*WORK REQUIRED*
Transcribe the listing in full. Keep every line exactly as it stands.

*RECORDS TO USE*
※ ※ ※

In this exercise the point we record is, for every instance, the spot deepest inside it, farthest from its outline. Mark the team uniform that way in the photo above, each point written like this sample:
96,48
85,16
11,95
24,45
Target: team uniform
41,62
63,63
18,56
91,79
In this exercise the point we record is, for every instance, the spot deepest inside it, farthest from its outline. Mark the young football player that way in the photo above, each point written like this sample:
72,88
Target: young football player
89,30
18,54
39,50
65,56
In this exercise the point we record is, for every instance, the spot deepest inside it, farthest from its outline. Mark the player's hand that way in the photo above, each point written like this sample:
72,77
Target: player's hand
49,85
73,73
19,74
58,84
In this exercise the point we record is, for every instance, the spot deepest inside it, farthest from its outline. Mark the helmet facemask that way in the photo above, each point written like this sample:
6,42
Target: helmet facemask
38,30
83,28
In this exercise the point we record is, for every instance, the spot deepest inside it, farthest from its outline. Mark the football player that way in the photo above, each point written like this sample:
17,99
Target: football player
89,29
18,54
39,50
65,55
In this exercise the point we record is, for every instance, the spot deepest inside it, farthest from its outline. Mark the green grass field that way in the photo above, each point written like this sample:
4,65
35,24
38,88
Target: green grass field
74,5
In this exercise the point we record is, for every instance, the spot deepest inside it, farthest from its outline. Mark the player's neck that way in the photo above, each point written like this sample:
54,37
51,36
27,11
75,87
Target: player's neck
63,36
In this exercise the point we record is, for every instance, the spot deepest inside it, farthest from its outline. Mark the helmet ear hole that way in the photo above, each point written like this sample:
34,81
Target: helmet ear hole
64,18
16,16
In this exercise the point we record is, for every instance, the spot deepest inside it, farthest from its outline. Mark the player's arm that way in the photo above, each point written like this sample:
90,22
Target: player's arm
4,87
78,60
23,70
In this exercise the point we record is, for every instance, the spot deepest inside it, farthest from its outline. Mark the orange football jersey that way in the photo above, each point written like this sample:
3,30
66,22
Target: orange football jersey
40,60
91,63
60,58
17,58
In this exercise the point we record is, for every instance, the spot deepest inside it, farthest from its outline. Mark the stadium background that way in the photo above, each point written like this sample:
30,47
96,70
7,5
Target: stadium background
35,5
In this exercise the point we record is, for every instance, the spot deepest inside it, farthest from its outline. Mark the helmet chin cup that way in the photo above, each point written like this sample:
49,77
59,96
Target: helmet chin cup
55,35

※ ※ ※

*SOLUTION TO THE EXERCISE*
In this exercise the point we record is, for every instance, the spot deepest inside it, farthest from its outline. Mark the team uniform that way in the photo above, each point written like this sample:
96,48
85,16
11,95
24,45
Target: team uniform
41,62
63,63
18,56
91,79
In this exercise the point we record is, for every instance, the spot deepest inside it, farthest from its outline. Mark the young football player that way in the photo above, each point written like this sample:
72,88
Target: young football player
89,30
18,54
39,50
65,56
In this exercise the point we record is, for every instance, the spot deepest inside it, farthest from its outline. Mark the player's hand that way in the photo above, each point written like this sample:
72,77
Target: player's hand
49,85
73,73
19,74
58,84
In this exercise the point we record is, for every instance, the spot deepest inside it, farthest from its outline. Mark the helmet facemask that way in the photo above, each point written like this sample:
6,42
Target: helmet facemask
38,30
83,28
In this exercise the point we record is, for every instance, the spot deepest inside it, farthest from its outline. Mark the football player that way in the photo above, each point written like this sample:
17,99
Target: football player
89,29
18,54
39,50
65,55
In this exercise the point we record is, for every instance, the spot deepest inside it, farthest from its outline. Mark the green grass field that way in the photo above, each point written like this sample:
4,65
35,24
38,88
Target: green grass field
74,5
In this exercise the point we record is, for every instance, the spot deepest inside it, farthest from its outline. Mark the player's neck that way in the photo above, each point written like this sample:
54,37
51,36
27,11
75,87
Target: player's neck
63,36
In this exercise the point we record is, for every instance, the spot deepest inside it, farthest from its outline. Mark the helmet ear hole that way in the photo above, each point written like this sample:
34,81
Target: helmet ear hole
64,18
16,16
In this exercise the point we record is, for every instance, the spot deepest inside it, farthest from its outline. Mark the player's arm that way in the photo above, each point written like this sample:
90,22
Target: player's arm
4,87
78,60
23,70
In this exercise the point we record is, for every instance, the spot deepest inside it, farthest from its outline. Mark the orange football jersey that way in the photo above, each point written like this sample:
3,30
66,22
Target: orange football jersey
40,60
91,63
60,58
17,58
In this exercise the point we record is, for every instance, the spot deepest inside it, farthest from its outline. Mark the stadium background that way in the photo above, each point written like this sample:
30,47
96,70
7,5
Target: stadium background
35,5
In this exercise the point we record is, for every instance, the spot deepest inside it, farthest from its outline. Mark the helmet chin cup that way in the photo above, each point written like this sample:
49,77
59,96
Target: helmet chin cup
55,35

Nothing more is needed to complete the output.